Select each line of the records containing the string "postcard" and copy it out. Matching is case-sensitive.

Start of Dataset entries

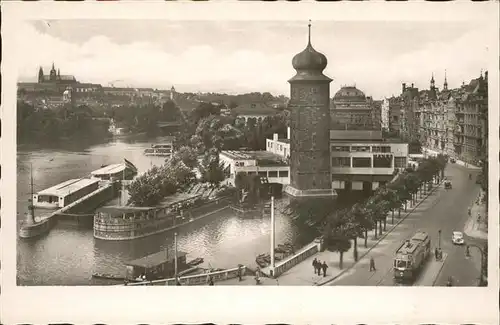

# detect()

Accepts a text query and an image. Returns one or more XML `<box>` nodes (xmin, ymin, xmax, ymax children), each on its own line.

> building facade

<box><xmin>380</xmin><ymin>98</ymin><xmax>390</xmax><ymax>131</ymax></box>
<box><xmin>331</xmin><ymin>86</ymin><xmax>381</xmax><ymax>130</ymax></box>
<box><xmin>400</xmin><ymin>72</ymin><xmax>488</xmax><ymax>164</ymax></box>
<box><xmin>285</xmin><ymin>24</ymin><xmax>335</xmax><ymax>197</ymax></box>
<box><xmin>330</xmin><ymin>130</ymin><xmax>408</xmax><ymax>192</ymax></box>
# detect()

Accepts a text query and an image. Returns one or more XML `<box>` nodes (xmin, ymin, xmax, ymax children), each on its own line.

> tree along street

<box><xmin>330</xmin><ymin>164</ymin><xmax>484</xmax><ymax>286</ymax></box>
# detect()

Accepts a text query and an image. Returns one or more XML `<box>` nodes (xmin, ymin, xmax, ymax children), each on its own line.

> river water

<box><xmin>17</xmin><ymin>138</ymin><xmax>314</xmax><ymax>285</ymax></box>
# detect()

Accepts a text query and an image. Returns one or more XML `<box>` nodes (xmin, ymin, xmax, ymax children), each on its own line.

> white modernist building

<box><xmin>219</xmin><ymin>129</ymin><xmax>410</xmax><ymax>190</ymax></box>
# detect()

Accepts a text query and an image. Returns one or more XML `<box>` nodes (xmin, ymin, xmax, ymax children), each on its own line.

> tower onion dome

<box><xmin>292</xmin><ymin>22</ymin><xmax>328</xmax><ymax>72</ymax></box>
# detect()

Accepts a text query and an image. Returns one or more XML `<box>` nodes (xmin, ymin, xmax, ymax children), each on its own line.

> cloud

<box><xmin>18</xmin><ymin>22</ymin><xmax>487</xmax><ymax>98</ymax></box>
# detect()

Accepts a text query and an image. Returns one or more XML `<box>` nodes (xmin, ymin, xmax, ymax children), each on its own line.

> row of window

<box><xmin>242</xmin><ymin>170</ymin><xmax>288</xmax><ymax>177</ymax></box>
<box><xmin>268</xmin><ymin>142</ymin><xmax>283</xmax><ymax>151</ymax></box>
<box><xmin>332</xmin><ymin>156</ymin><xmax>407</xmax><ymax>168</ymax></box>
<box><xmin>331</xmin><ymin>146</ymin><xmax>391</xmax><ymax>153</ymax></box>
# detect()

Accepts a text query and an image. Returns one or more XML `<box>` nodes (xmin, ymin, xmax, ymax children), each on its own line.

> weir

<box><xmin>19</xmin><ymin>183</ymin><xmax>118</xmax><ymax>238</ymax></box>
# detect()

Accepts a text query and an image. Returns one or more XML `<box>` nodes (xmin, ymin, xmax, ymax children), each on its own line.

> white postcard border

<box><xmin>0</xmin><ymin>1</ymin><xmax>499</xmax><ymax>324</ymax></box>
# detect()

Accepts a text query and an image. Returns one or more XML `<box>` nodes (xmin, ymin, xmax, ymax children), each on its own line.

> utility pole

<box><xmin>271</xmin><ymin>195</ymin><xmax>276</xmax><ymax>277</ymax></box>
<box><xmin>465</xmin><ymin>244</ymin><xmax>486</xmax><ymax>287</ymax></box>
<box><xmin>174</xmin><ymin>233</ymin><xmax>177</xmax><ymax>279</ymax></box>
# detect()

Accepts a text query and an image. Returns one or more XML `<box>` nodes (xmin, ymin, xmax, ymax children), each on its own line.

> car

<box><xmin>451</xmin><ymin>231</ymin><xmax>465</xmax><ymax>245</ymax></box>
<box><xmin>444</xmin><ymin>180</ymin><xmax>451</xmax><ymax>189</ymax></box>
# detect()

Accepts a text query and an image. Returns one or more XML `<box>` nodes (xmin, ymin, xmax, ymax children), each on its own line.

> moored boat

<box><xmin>187</xmin><ymin>257</ymin><xmax>204</xmax><ymax>266</ymax></box>
<box><xmin>33</xmin><ymin>178</ymin><xmax>99</xmax><ymax>209</ymax></box>
<box><xmin>144</xmin><ymin>142</ymin><xmax>174</xmax><ymax>157</ymax></box>
<box><xmin>90</xmin><ymin>159</ymin><xmax>137</xmax><ymax>181</ymax></box>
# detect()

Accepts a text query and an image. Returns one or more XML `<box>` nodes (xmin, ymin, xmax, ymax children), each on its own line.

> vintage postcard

<box><xmin>0</xmin><ymin>3</ymin><xmax>499</xmax><ymax>324</ymax></box>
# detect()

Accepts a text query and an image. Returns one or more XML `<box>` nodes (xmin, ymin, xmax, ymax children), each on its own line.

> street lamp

<box><xmin>269</xmin><ymin>188</ymin><xmax>276</xmax><ymax>277</ymax></box>
<box><xmin>465</xmin><ymin>244</ymin><xmax>486</xmax><ymax>287</ymax></box>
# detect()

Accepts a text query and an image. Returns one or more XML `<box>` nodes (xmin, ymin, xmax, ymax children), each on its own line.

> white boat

<box><xmin>33</xmin><ymin>178</ymin><xmax>99</xmax><ymax>209</ymax></box>
<box><xmin>90</xmin><ymin>159</ymin><xmax>137</xmax><ymax>181</ymax></box>
<box><xmin>144</xmin><ymin>142</ymin><xmax>174</xmax><ymax>157</ymax></box>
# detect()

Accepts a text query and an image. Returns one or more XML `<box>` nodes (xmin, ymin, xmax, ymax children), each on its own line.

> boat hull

<box><xmin>94</xmin><ymin>199</ymin><xmax>230</xmax><ymax>241</ymax></box>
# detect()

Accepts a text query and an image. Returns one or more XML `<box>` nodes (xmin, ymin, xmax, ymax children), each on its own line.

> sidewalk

<box><xmin>464</xmin><ymin>190</ymin><xmax>488</xmax><ymax>240</ymax></box>
<box><xmin>216</xmin><ymin>180</ymin><xmax>441</xmax><ymax>286</ymax></box>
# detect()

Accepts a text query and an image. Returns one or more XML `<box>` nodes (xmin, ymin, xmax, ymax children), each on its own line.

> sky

<box><xmin>17</xmin><ymin>20</ymin><xmax>488</xmax><ymax>99</ymax></box>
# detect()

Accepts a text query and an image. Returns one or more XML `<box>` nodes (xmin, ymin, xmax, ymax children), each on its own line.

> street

<box><xmin>329</xmin><ymin>164</ymin><xmax>486</xmax><ymax>286</ymax></box>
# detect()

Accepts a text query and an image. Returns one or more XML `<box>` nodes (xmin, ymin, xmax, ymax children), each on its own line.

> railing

<box><xmin>128</xmin><ymin>266</ymin><xmax>246</xmax><ymax>286</ymax></box>
<box><xmin>270</xmin><ymin>239</ymin><xmax>321</xmax><ymax>278</ymax></box>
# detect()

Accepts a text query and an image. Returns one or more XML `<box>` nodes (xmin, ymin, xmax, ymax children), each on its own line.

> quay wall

<box><xmin>128</xmin><ymin>266</ymin><xmax>247</xmax><ymax>286</ymax></box>
<box><xmin>94</xmin><ymin>198</ymin><xmax>231</xmax><ymax>240</ymax></box>
<box><xmin>261</xmin><ymin>238</ymin><xmax>321</xmax><ymax>278</ymax></box>
<box><xmin>19</xmin><ymin>183</ymin><xmax>119</xmax><ymax>238</ymax></box>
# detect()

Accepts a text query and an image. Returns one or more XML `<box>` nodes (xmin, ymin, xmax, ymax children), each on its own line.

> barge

<box><xmin>33</xmin><ymin>178</ymin><xmax>99</xmax><ymax>209</ymax></box>
<box><xmin>144</xmin><ymin>142</ymin><xmax>174</xmax><ymax>158</ymax></box>
<box><xmin>94</xmin><ymin>193</ymin><xmax>231</xmax><ymax>241</ymax></box>
<box><xmin>19</xmin><ymin>161</ymin><xmax>137</xmax><ymax>239</ymax></box>
<box><xmin>125</xmin><ymin>251</ymin><xmax>190</xmax><ymax>281</ymax></box>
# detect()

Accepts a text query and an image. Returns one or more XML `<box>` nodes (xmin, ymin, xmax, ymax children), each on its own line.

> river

<box><xmin>17</xmin><ymin>138</ymin><xmax>314</xmax><ymax>285</ymax></box>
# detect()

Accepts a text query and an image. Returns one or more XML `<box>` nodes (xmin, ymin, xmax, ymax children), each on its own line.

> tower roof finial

<box><xmin>307</xmin><ymin>19</ymin><xmax>311</xmax><ymax>45</ymax></box>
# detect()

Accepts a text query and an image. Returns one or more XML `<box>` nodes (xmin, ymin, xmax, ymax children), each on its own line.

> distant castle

<box><xmin>38</xmin><ymin>63</ymin><xmax>78</xmax><ymax>85</ymax></box>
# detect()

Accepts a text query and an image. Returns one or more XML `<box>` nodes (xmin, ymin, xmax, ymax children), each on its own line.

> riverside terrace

<box><xmin>219</xmin><ymin>151</ymin><xmax>290</xmax><ymax>186</ymax></box>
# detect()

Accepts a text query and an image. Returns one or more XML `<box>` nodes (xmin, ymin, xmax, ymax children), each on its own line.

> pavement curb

<box><xmin>432</xmin><ymin>254</ymin><xmax>448</xmax><ymax>287</ymax></box>
<box><xmin>316</xmin><ymin>179</ymin><xmax>444</xmax><ymax>286</ymax></box>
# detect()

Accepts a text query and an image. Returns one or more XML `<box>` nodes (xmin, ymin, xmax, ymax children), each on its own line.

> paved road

<box><xmin>330</xmin><ymin>164</ymin><xmax>480</xmax><ymax>286</ymax></box>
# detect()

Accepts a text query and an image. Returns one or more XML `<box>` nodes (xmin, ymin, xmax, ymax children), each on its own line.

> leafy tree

<box><xmin>127</xmin><ymin>166</ymin><xmax>176</xmax><ymax>206</ymax></box>
<box><xmin>365</xmin><ymin>197</ymin><xmax>387</xmax><ymax>238</ymax></box>
<box><xmin>174</xmin><ymin>146</ymin><xmax>198</xmax><ymax>169</ymax></box>
<box><xmin>128</xmin><ymin>159</ymin><xmax>196</xmax><ymax>206</ymax></box>
<box><xmin>378</xmin><ymin>186</ymin><xmax>401</xmax><ymax>224</ymax></box>
<box><xmin>404</xmin><ymin>173</ymin><xmax>421</xmax><ymax>202</ymax></box>
<box><xmin>287</xmin><ymin>198</ymin><xmax>336</xmax><ymax>226</ymax></box>
<box><xmin>322</xmin><ymin>210</ymin><xmax>355</xmax><ymax>269</ymax></box>
<box><xmin>350</xmin><ymin>203</ymin><xmax>374</xmax><ymax>248</ymax></box>
<box><xmin>199</xmin><ymin>149</ymin><xmax>225</xmax><ymax>186</ymax></box>
<box><xmin>190</xmin><ymin>102</ymin><xmax>221</xmax><ymax>124</ymax></box>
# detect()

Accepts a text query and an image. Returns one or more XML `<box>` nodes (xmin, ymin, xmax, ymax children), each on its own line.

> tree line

<box><xmin>17</xmin><ymin>101</ymin><xmax>109</xmax><ymax>144</ymax></box>
<box><xmin>127</xmin><ymin>103</ymin><xmax>286</xmax><ymax>206</ymax></box>
<box><xmin>289</xmin><ymin>155</ymin><xmax>448</xmax><ymax>268</ymax></box>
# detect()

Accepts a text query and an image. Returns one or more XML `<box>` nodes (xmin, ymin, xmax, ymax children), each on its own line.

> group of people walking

<box><xmin>313</xmin><ymin>258</ymin><xmax>328</xmax><ymax>277</ymax></box>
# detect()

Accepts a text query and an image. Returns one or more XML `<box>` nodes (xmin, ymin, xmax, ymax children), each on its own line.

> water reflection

<box><xmin>17</xmin><ymin>138</ymin><xmax>322</xmax><ymax>285</ymax></box>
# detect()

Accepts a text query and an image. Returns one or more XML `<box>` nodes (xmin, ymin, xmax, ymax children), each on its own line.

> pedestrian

<box><xmin>313</xmin><ymin>258</ymin><xmax>318</xmax><ymax>274</ymax></box>
<box><xmin>370</xmin><ymin>256</ymin><xmax>377</xmax><ymax>272</ymax></box>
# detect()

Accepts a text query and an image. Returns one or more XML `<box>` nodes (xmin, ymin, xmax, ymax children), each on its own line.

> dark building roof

<box><xmin>289</xmin><ymin>24</ymin><xmax>332</xmax><ymax>82</ymax></box>
<box><xmin>333</xmin><ymin>86</ymin><xmax>366</xmax><ymax>101</ymax></box>
<box><xmin>233</xmin><ymin>103</ymin><xmax>278</xmax><ymax>115</ymax></box>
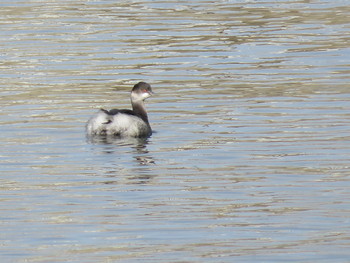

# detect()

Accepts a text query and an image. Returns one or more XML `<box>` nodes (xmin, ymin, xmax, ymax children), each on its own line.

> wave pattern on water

<box><xmin>0</xmin><ymin>0</ymin><xmax>350</xmax><ymax>262</ymax></box>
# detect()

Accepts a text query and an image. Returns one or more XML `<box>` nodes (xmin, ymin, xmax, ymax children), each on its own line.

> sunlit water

<box><xmin>0</xmin><ymin>0</ymin><xmax>350</xmax><ymax>262</ymax></box>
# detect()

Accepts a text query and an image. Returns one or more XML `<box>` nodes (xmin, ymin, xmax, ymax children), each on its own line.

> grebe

<box><xmin>86</xmin><ymin>82</ymin><xmax>153</xmax><ymax>137</ymax></box>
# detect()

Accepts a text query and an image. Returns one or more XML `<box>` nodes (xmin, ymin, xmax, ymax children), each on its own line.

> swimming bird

<box><xmin>86</xmin><ymin>82</ymin><xmax>153</xmax><ymax>138</ymax></box>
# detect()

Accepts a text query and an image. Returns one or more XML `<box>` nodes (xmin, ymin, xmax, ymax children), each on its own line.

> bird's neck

<box><xmin>131</xmin><ymin>100</ymin><xmax>149</xmax><ymax>125</ymax></box>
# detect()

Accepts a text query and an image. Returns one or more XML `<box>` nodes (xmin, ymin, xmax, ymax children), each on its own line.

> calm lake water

<box><xmin>0</xmin><ymin>0</ymin><xmax>350</xmax><ymax>263</ymax></box>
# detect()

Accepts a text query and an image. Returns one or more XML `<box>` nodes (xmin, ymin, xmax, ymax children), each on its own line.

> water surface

<box><xmin>0</xmin><ymin>0</ymin><xmax>350</xmax><ymax>262</ymax></box>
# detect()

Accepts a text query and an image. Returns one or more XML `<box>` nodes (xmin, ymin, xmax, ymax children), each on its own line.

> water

<box><xmin>0</xmin><ymin>0</ymin><xmax>350</xmax><ymax>262</ymax></box>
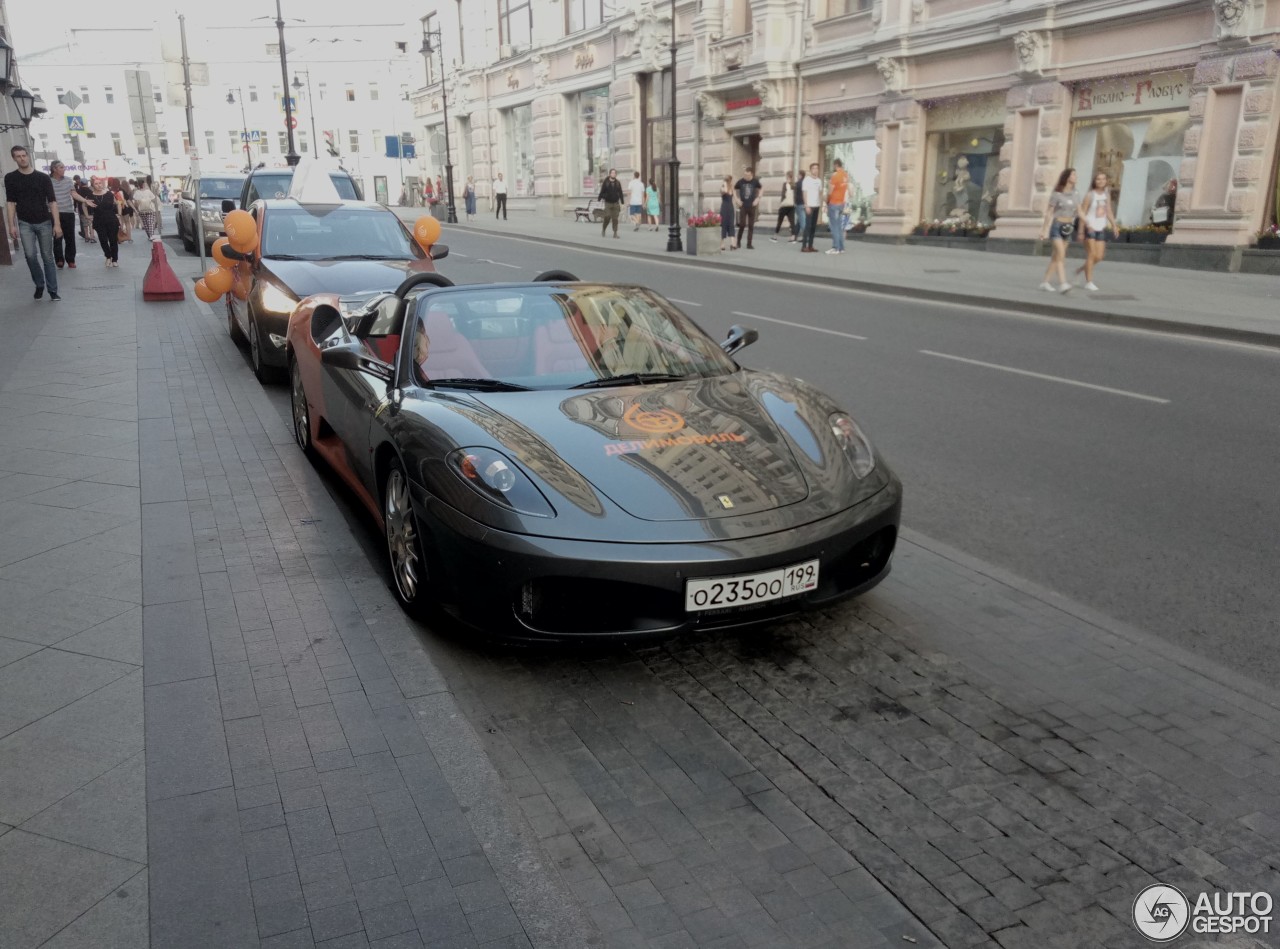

End of Dataset entries

Problem solution >>
> white postcard border
> vintage postcard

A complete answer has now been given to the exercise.